>> start Record set

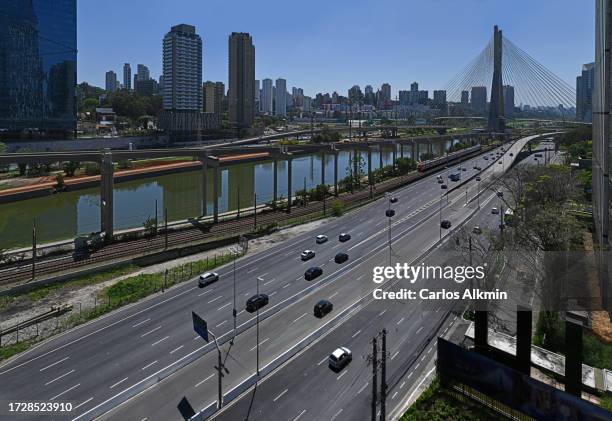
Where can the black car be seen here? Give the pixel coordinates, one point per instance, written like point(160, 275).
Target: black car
point(341, 258)
point(256, 302)
point(322, 308)
point(344, 237)
point(312, 273)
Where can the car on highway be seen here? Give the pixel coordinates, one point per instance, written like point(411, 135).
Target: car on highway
point(340, 358)
point(341, 258)
point(256, 302)
point(312, 273)
point(307, 255)
point(207, 278)
point(322, 308)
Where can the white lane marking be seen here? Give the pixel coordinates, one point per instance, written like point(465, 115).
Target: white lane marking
point(279, 396)
point(260, 344)
point(82, 403)
point(222, 307)
point(362, 388)
point(55, 363)
point(118, 383)
point(151, 331)
point(57, 378)
point(303, 315)
point(207, 378)
point(149, 365)
point(215, 299)
point(141, 323)
point(65, 391)
point(161, 340)
point(301, 413)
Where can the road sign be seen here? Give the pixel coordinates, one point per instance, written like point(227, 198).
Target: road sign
point(200, 326)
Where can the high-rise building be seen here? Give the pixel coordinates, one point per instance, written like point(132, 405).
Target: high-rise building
point(479, 99)
point(584, 93)
point(38, 80)
point(182, 68)
point(111, 82)
point(241, 79)
point(127, 76)
point(280, 99)
point(266, 101)
point(509, 101)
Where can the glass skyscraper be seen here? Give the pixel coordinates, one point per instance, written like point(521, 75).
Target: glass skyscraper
point(38, 53)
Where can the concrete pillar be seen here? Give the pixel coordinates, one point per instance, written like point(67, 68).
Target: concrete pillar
point(336, 174)
point(289, 186)
point(275, 176)
point(106, 194)
point(573, 355)
point(216, 181)
point(204, 186)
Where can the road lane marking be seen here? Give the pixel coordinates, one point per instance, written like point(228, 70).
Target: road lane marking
point(215, 299)
point(82, 403)
point(161, 340)
point(151, 331)
point(176, 349)
point(207, 378)
point(57, 378)
point(222, 307)
point(65, 391)
point(279, 396)
point(141, 323)
point(118, 383)
point(149, 365)
point(54, 364)
point(303, 315)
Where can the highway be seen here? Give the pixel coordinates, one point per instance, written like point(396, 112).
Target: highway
point(97, 361)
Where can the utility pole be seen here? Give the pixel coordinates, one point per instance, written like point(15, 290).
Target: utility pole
point(383, 379)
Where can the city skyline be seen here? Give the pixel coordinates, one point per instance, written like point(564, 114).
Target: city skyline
point(286, 55)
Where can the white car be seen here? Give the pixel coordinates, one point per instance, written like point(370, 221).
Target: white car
point(208, 278)
point(340, 358)
point(307, 255)
point(321, 239)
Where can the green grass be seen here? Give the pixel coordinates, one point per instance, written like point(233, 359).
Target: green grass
point(437, 404)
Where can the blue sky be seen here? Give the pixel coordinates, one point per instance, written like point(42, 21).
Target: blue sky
point(326, 45)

>> end Record set

▸ Set problem: Can you put the stretch from the line containing "Where can the highway" through the last line into a Markdown table with the columns n and Line, numbering each row and leaving out blank lines?

▸ Reply:
| n | Line |
|---|---|
| 1 | Where can the highway be seen here? Give the pixel coordinates, one point per instance, written like point(396, 112). |
| 2 | Target: highway |
| 3 | point(97, 361) |
| 4 | Where can the utility pole be seen here? Give the pixel coordinates, one point per instance, written like point(15, 290). |
| 5 | Target: utility pole |
| 6 | point(383, 379) |
| 7 | Where can the city skyline be seen here? Give the pixel coordinates, one point per instance, written like point(564, 114). |
| 8 | Target: city skyline |
| 9 | point(286, 55) |
| 10 | Where can the white car be seen here? Give the pixel coordinates, one point per instance, written like point(370, 221). |
| 11 | Target: white car |
| 12 | point(208, 278) |
| 13 | point(340, 358) |
| 14 | point(307, 255) |
| 15 | point(321, 239) |
| 16 | Where can the green grass be seen here? Give the pixel coordinates, one point per instance, written like point(233, 359). |
| 17 | Target: green grass |
| 18 | point(437, 404) |
| 19 | Where can the blue sky be seen here? Give the pixel coordinates, one point per instance, written like point(42, 21). |
| 20 | Target: blue sky |
| 21 | point(326, 45) |